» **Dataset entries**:
☆ ☆ ☆ ☆ ☆ ☆ ☆
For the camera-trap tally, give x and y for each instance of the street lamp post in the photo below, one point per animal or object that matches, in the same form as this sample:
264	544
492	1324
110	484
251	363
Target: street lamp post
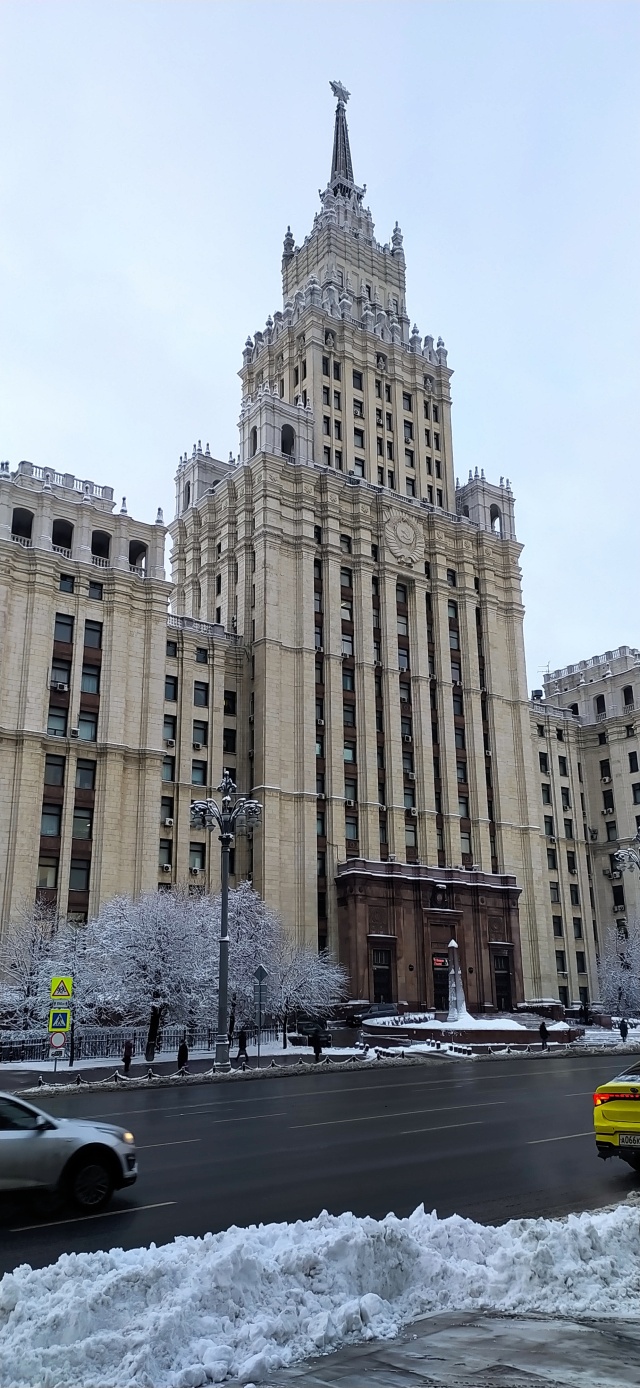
231	816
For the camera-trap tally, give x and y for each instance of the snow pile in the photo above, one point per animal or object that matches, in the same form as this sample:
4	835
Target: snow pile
250	1301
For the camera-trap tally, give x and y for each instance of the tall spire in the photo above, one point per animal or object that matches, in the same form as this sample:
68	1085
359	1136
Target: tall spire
342	167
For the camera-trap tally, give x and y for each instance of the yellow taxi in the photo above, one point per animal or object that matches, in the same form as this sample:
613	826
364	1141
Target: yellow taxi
617	1116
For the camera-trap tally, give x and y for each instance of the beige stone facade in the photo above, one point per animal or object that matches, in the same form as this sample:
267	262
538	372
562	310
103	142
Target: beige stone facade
344	635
☆ ☆ ☆ ☆ ☆ ☆ ☆
» **TASK DIRECTIONS**: Please copy the data above word for word, without the pictures.

» **SOLUTION FOR THIS EXERCISE**:
For the camera-trap tally, give x and y for each instance of the street lamp post in the photo below, one point per animal or object that matches, in the same form as this sample:
264	544
492	1324
110	484
251	363
Target: street lamp post
231	816
For the camera-trap tally, give x and y for each instance of the snow pile in the photo above, one point per animal or object that matches, in the same form as this sample:
4	835
Target: snow pile
250	1301
For the camera-trap tally, give x and y for each instance of the tall spire in the photo above, one point per animal or object that matches, in the same form as this sample:
68	1085
359	1136
Target: tall spire
342	167
For the camera-trap tally, give x and y for each instance of the yellow taxi in the photo above, one point per animal or object that matches, in the same form as this sample:
613	826
364	1141
Target: yellow taxi
617	1116
For the camera-trap tally, give x and y for each instance of the beige stone facade in the photo above, one point per animal or object that matches, in the same form as this sample:
267	262
538	372
562	310
103	142
Target: beige stone facade
344	635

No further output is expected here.